[Данные масок сегментации]
····················

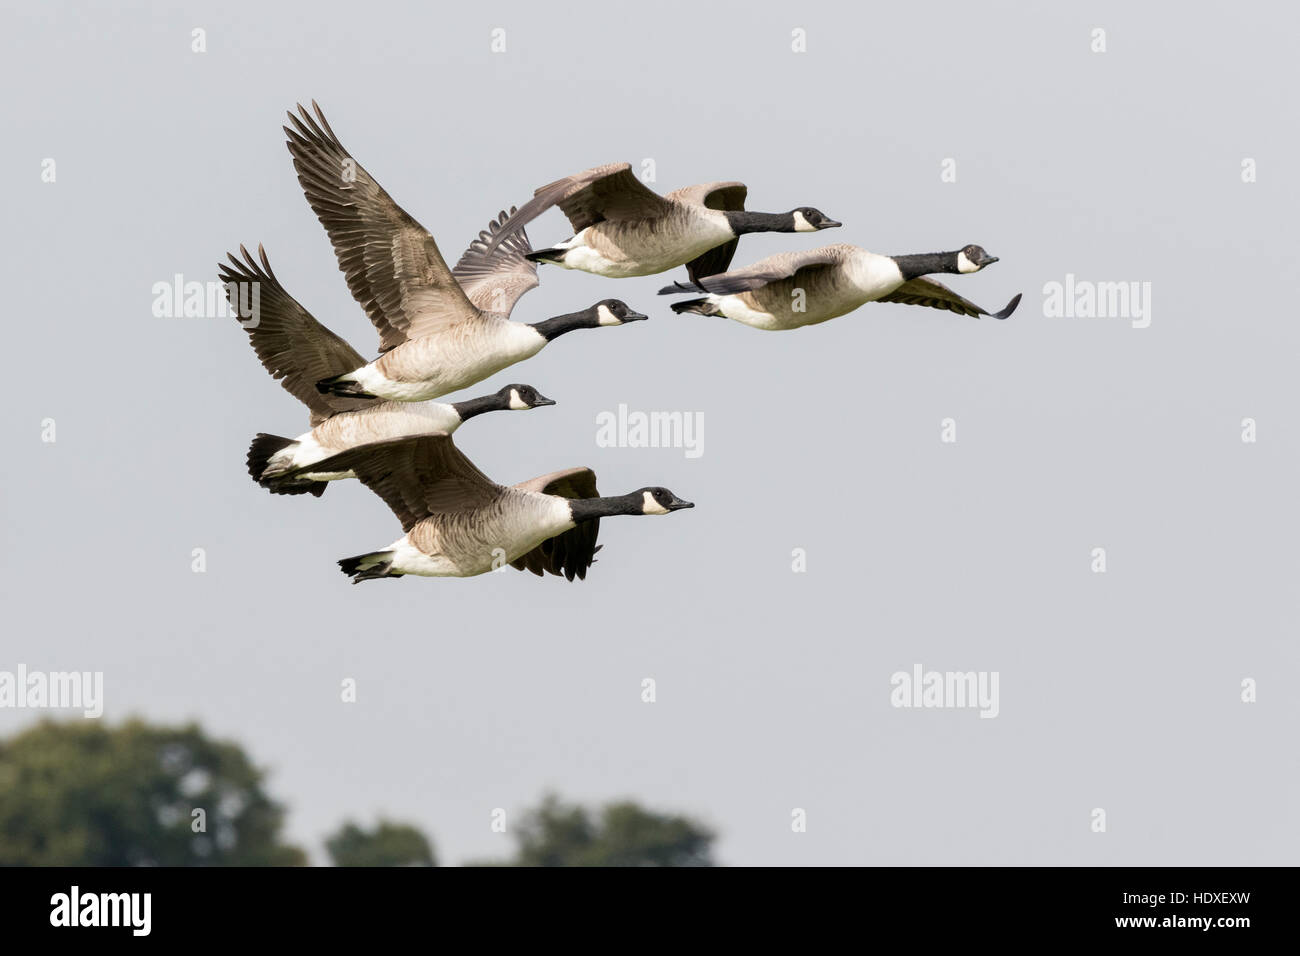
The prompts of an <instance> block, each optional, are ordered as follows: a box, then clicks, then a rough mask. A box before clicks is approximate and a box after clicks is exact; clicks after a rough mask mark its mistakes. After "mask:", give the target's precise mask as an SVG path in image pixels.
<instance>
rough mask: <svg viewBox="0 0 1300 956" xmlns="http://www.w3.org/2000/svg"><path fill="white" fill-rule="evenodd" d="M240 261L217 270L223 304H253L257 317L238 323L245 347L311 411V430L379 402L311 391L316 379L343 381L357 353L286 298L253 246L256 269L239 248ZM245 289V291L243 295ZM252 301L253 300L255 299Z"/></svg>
mask: <svg viewBox="0 0 1300 956" xmlns="http://www.w3.org/2000/svg"><path fill="white" fill-rule="evenodd" d="M239 251H240V252H242V254H243V261H240V260H239V259H238V258H235V255H234V254H227V255H229V258H230V261H229V263H221V264H220V265H218V267H217V274H218V276H220V278H221V282H222V284H224V285H225V286H226V298H229V299H230V304H231V306H233V307H234V308H235V312H238V311H239V310H240V307H251V306H252V304H253V302H256V308H257V311H256V315H253V316H248V317H243V319H240V324H242V325H243V326H244V332H247V333H248V342H250V343H251V345H252V347H253V351H256V352H257V358H259V359H260V360H261V364H263V365H265V367H266V371H268V372H270V375H272V377H273V378H278V380H279V384H281V385H283V386H285V389H286V390H287V392H289V394H291V395H292V397H294V398H296V399H298V401H299V402H302V403H303V405H305V406H307V407H308V408H311V412H312V427H316V425H318V424H320V423H321V421H324V420H325V419H328V418H329V416H330V415H333V414H334V412H339V411H351V410H354V408H363V407H365V406H368V405H373V403H374V402H377V401H380V399H376V398H342V397H339V395H322V394H321V393H320V392H317V390H316V382H318V381H320V380H321V378H331V377H333V376H335V375H344V373H347V372H351V371H352V369H355V368H360V367H361V365H364V364H365V359H363V358H361V356H360V355H357V352H356V350H355V349H354V347H352V346H350V345H348V343H347V342H344V341H343V339H342V338H339V337H338V336H335V334H334V333H333V332H330V330H329V329H326V328H325V326H324V325H321V324H320V323H318V321H316V319H313V317H312V313H311V312H308V311H307V310H305V308H303V307H302V306H300V304H299V303H298V300H296V299H295V298H294V297H292V295H290V294H289V293H287V291H286V290H285V286H282V285H281V284H279V280H278V278H276V273H274V272H272V271H270V261H269V260H268V259H266V250H264V248H263V247H261V246H257V255H259V256H260V258H261V263H260V264H259V263H257V261H256V260H255V259H253V258H252V255H251V254H250V252H248V250H247V248H244V247H243V246H240V247H239ZM244 289H247V291H243V290H244ZM253 295H256V300H255V299H253Z"/></svg>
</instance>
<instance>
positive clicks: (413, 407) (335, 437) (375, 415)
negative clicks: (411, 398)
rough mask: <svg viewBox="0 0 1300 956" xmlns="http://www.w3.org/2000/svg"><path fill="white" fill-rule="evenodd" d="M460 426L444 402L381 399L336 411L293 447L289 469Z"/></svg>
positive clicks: (322, 472) (457, 427)
mask: <svg viewBox="0 0 1300 956" xmlns="http://www.w3.org/2000/svg"><path fill="white" fill-rule="evenodd" d="M459 425H460V416H459V415H456V412H455V410H454V408H452V407H451V406H447V405H438V403H429V405H407V403H403V402H383V403H381V405H376V406H370V407H369V408H359V410H356V411H344V412H339V414H337V415H334V416H331V418H329V419H326V420H325V421H322V423H321V424H318V425H316V428H313V429H312V431H311V432H308V433H307V434H303V436H299V438H298V445H296V446H294V453H292V464H291V466H290V467H292V468H302V467H304V466H309V464H315V463H316V462H320V460H324V459H326V458H329V457H330V455H337V454H341V453H343V451H348V450H350V449H355V447H357V446H360V445H370V444H373V442H377V441H389V440H391V438H406V437H411V436H417V434H451V433H452V432H455V431H456V428H458V427H459ZM300 477H303V479H307V480H311V481H338V480H341V479H350V477H356V475H355V473H354V472H351V471H309V472H304V473H303V475H302V476H300Z"/></svg>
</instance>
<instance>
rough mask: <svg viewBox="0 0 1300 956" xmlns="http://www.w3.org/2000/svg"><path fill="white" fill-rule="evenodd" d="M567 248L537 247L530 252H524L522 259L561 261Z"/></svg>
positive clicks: (549, 261) (556, 262) (550, 261)
mask: <svg viewBox="0 0 1300 956" xmlns="http://www.w3.org/2000/svg"><path fill="white" fill-rule="evenodd" d="M567 251H568V250H564V248H538V250H534V251H532V252H525V254H524V259H526V260H528V261H530V263H556V264H558V263H562V261H564V254H565V252H567Z"/></svg>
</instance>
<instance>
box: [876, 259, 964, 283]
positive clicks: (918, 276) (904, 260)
mask: <svg viewBox="0 0 1300 956" xmlns="http://www.w3.org/2000/svg"><path fill="white" fill-rule="evenodd" d="M891 259H893V260H894V261H896V263H897V264H898V268H900V269H901V271H902V278H904V281H905V282H906V281H907V280H911V278H919V277H920V276H931V274H933V273H936V272H957V252H922V254H920V255H914V256H891Z"/></svg>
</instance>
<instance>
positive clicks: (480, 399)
mask: <svg viewBox="0 0 1300 956" xmlns="http://www.w3.org/2000/svg"><path fill="white" fill-rule="evenodd" d="M451 407H452V408H455V410H456V415H459V416H460V420H461V421H468V420H469V419H472V418H473V416H474V415H482V414H484V412H485V411H503V410H504V408H507V407H510V406H508V402H507V401H506V399H504V398H502V397H500V395H482V397H481V398H471V399H467V401H464V402H452V403H451Z"/></svg>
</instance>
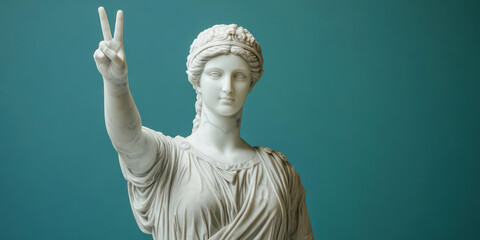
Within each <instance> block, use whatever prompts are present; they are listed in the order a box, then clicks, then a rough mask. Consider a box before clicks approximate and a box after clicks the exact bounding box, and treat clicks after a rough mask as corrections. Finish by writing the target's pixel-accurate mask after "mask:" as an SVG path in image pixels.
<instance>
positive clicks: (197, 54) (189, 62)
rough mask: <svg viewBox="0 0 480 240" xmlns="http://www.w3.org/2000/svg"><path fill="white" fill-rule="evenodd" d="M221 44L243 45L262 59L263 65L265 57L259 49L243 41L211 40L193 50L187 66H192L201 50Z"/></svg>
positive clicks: (251, 52) (244, 48) (244, 47)
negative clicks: (194, 50) (242, 41)
mask: <svg viewBox="0 0 480 240" xmlns="http://www.w3.org/2000/svg"><path fill="white" fill-rule="evenodd" d="M220 45H231V46H237V47H241V48H243V49H246V50H248V51H249V52H251V53H253V54H254V55H255V56H256V57H257V58H258V60H259V61H260V65H261V66H263V57H262V54H260V53H259V52H257V50H255V49H254V48H252V47H250V46H248V45H246V44H243V43H240V42H237V41H215V42H210V43H207V44H205V45H203V46H202V47H201V48H199V49H197V50H196V51H195V52H193V53H192V54H190V55H191V58H190V61H188V65H187V66H190V64H192V61H193V60H194V59H195V58H196V57H197V56H198V54H200V53H201V52H203V51H204V50H205V49H207V48H211V47H215V46H220Z"/></svg>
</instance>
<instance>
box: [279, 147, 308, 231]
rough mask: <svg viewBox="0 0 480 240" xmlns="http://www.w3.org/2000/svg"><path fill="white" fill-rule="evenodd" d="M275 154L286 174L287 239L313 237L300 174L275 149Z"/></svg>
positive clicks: (280, 153) (289, 162) (286, 159)
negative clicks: (286, 196)
mask: <svg viewBox="0 0 480 240" xmlns="http://www.w3.org/2000/svg"><path fill="white" fill-rule="evenodd" d="M275 153H276V154H277V156H278V157H279V158H281V159H282V160H283V163H284V167H285V171H286V174H287V176H288V184H287V186H288V189H287V191H288V210H287V218H288V220H287V221H288V230H287V234H288V237H289V239H295V240H297V239H298V240H305V239H308V240H310V239H313V230H312V225H311V223H310V218H309V217H308V212H307V205H306V203H305V188H304V187H303V185H302V182H301V181H300V175H298V173H297V172H296V171H295V169H294V168H293V166H292V165H291V164H290V162H288V161H287V158H286V157H285V156H284V155H283V154H282V153H280V152H278V151H275Z"/></svg>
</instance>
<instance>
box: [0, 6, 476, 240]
mask: <svg viewBox="0 0 480 240" xmlns="http://www.w3.org/2000/svg"><path fill="white" fill-rule="evenodd" d="M100 5H103V6H105V8H106V10H107V14H108V15H109V19H110V24H111V27H112V29H113V25H114V24H113V21H114V19H115V16H114V15H115V12H116V10H117V9H123V10H124V12H125V28H124V29H125V30H124V42H125V49H126V54H127V59H128V67H129V75H130V85H131V90H132V93H133V96H134V99H135V101H136V103H137V106H138V108H139V110H140V113H141V115H142V119H143V123H144V125H146V126H149V127H151V128H153V129H156V130H160V131H163V132H164V133H166V134H169V135H173V136H175V135H183V136H186V135H188V134H189V133H190V130H191V121H192V120H193V118H194V101H195V95H194V91H193V90H192V88H191V86H190V84H189V83H188V81H187V79H186V74H185V70H186V69H185V62H186V56H187V55H188V50H189V46H190V44H191V42H192V41H193V39H194V38H195V37H196V35H197V34H198V33H199V32H200V31H201V30H203V29H205V28H207V27H210V26H211V25H213V24H216V23H237V24H239V25H241V26H244V27H246V28H247V29H249V30H250V31H251V32H252V33H253V34H254V35H255V37H256V38H257V40H258V41H259V42H260V44H261V46H262V47H263V53H264V58H265V74H264V76H263V77H262V79H261V80H260V82H259V84H257V86H256V87H255V88H254V90H253V92H252V94H251V95H250V96H249V98H248V100H247V103H246V107H245V113H244V120H243V126H242V134H243V136H244V138H245V139H246V140H247V141H248V142H249V143H251V144H252V145H264V146H269V147H271V148H275V149H278V150H280V151H282V152H283V153H285V155H286V156H287V157H288V158H289V160H290V162H291V163H292V164H293V165H294V166H295V168H296V170H297V171H298V172H299V174H300V176H301V178H302V182H303V185H304V186H305V188H306V190H307V198H306V199H307V206H308V211H309V214H310V218H311V222H312V226H313V229H314V232H315V237H316V239H331V240H340V239H345V240H347V239H382V240H383V239H399V240H400V239H402V240H404V239H435V240H438V239H480V204H479V203H480V191H479V189H480V163H479V161H480V141H479V134H480V129H479V123H480V93H479V90H480V46H479V43H480V27H479V24H480V14H479V13H480V2H479V1H466V0H465V1H458V0H437V1H433V0H432V1H417V0H415V1H414V0H407V1H401V0H395V1H381V0H366V1H354V0H335V1H334V0H325V1H255V0H244V1H216V0H208V1H205V0H201V1H199V0H197V1H160V0H157V1H136V2H134V1H124V0H116V1H75V2H68V1H25V0H24V1H14V0H6V1H2V4H1V7H0V29H1V30H0V31H1V38H0V83H1V84H0V114H1V115H0V116H1V118H0V134H1V138H0V141H1V142H0V146H1V148H0V187H1V189H0V238H1V239H151V236H150V235H146V234H143V233H141V231H140V230H139V229H138V227H137V225H136V223H135V220H134V218H133V215H132V213H131V210H130V205H129V201H128V197H127V188H126V182H125V180H124V179H123V177H122V175H121V172H120V168H119V165H118V160H117V156H116V153H115V151H114V149H113V147H112V146H111V143H110V142H109V139H108V136H107V133H106V130H105V125H104V118H103V84H102V80H101V76H100V74H99V73H98V72H97V69H96V67H95V64H94V61H93V58H92V55H93V52H94V51H95V49H96V48H97V45H98V42H99V41H100V40H102V35H101V30H100V24H99V20H98V14H97V7H98V6H100Z"/></svg>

····················

Задание:
Выпишите все строки, где встречается слово «block». Регистр букв учитывается.

Ответ:
The prompts of an <instance> block, each optional, are ordered as follows: a box, then clicks, then a rough mask. A box before clicks is approximate and a box after clicks is exact; clicks after a rough mask mark its mistakes. After "mask:", give the target's precise mask as an SVG path in image pixels.
Within each <instance> block, use whatever prompts are present; they are listed in the order a box, then clicks, then a rough mask. Consider a box before clicks approximate and a box after clicks the exact bounding box, and treat clicks after a rough mask as corrections. Finish by writing the target's pixel-accurate mask after "mask:" as an SVG path in image pixels.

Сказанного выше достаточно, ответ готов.